What the task asks: Retype the lines between the one holding "the blue sky?" and the one holding "(0, 0), (640, 427)", inclusive, with nothing changed.

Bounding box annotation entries
◇ ◇ ◇ ◇ ◇

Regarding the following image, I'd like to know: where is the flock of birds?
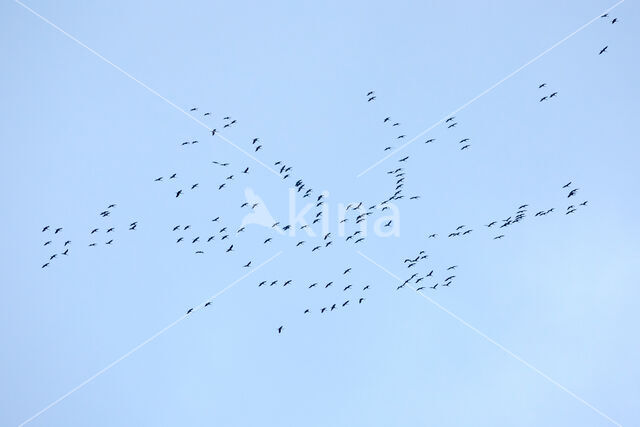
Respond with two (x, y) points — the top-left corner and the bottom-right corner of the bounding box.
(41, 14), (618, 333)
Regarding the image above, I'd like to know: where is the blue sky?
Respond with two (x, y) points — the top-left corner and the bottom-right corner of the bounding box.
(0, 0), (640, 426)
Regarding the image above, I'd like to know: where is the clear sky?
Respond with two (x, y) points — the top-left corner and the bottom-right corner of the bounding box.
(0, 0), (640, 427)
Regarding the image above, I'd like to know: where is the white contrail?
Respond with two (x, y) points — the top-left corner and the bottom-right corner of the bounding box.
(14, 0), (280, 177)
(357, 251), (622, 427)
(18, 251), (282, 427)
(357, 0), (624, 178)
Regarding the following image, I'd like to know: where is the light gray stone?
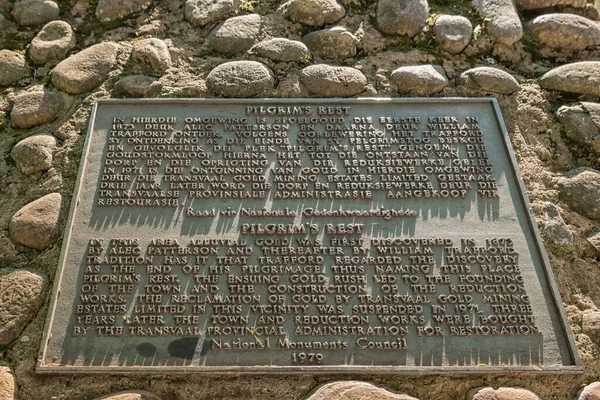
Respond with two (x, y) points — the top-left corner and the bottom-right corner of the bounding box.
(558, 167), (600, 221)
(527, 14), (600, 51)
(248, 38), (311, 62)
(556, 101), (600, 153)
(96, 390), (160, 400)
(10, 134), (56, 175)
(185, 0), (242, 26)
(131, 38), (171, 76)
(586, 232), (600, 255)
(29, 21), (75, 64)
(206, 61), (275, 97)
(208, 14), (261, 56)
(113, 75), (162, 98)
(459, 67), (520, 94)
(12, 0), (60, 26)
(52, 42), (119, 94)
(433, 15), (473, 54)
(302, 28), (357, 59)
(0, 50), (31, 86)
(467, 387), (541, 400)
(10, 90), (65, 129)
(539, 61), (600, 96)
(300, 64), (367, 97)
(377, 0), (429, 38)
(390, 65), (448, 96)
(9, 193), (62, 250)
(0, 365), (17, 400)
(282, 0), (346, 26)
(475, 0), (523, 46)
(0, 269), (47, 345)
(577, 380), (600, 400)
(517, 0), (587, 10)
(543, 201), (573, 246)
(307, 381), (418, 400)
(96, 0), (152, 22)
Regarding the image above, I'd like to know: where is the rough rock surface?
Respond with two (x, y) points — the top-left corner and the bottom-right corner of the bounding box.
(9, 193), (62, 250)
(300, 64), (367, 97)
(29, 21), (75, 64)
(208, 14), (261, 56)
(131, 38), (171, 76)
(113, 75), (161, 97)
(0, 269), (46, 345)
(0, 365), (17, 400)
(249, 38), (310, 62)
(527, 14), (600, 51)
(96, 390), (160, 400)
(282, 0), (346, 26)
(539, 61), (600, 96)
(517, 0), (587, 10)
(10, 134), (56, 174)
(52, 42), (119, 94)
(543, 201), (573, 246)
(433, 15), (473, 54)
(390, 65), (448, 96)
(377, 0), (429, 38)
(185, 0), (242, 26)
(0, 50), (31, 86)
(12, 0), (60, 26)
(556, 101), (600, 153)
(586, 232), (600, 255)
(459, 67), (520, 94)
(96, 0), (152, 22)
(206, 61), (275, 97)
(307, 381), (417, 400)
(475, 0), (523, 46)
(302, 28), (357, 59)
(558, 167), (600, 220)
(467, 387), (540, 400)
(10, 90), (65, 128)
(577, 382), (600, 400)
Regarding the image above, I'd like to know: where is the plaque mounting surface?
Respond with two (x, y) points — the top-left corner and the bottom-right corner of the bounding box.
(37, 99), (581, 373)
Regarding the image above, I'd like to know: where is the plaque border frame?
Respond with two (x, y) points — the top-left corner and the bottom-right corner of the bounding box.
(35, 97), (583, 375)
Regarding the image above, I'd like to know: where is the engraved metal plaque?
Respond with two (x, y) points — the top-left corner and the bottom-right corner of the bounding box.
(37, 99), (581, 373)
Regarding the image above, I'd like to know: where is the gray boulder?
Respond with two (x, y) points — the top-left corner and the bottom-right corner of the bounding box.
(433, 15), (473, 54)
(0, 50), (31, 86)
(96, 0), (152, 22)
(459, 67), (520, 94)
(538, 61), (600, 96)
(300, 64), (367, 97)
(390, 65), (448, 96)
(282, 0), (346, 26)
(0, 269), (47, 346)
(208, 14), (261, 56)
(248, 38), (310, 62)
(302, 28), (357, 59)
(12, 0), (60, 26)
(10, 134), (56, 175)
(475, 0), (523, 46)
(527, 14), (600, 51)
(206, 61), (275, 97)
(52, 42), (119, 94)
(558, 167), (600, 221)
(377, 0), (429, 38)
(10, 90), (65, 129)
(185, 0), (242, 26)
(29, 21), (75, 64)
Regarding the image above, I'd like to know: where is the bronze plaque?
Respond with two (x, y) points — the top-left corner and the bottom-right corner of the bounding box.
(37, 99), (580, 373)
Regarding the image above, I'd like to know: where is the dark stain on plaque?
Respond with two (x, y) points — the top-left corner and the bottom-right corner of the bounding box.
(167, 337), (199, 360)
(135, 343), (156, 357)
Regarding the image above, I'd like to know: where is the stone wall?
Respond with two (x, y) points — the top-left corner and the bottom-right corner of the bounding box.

◇ ◇ ◇ ◇ ◇

Solution to the exercise:
Regarding the image above, I'd like to know: where is the blue sky?
Respond with two (x, y) points — the top-left corner and the bottom-right corner of the bounding box.
(0, 0), (640, 426)
Regarding the image above, I'd like to know: where is the clear sky?
Respond with two (x, y) points — the top-left corner and the bottom-right corner of the bounding box.
(0, 0), (640, 427)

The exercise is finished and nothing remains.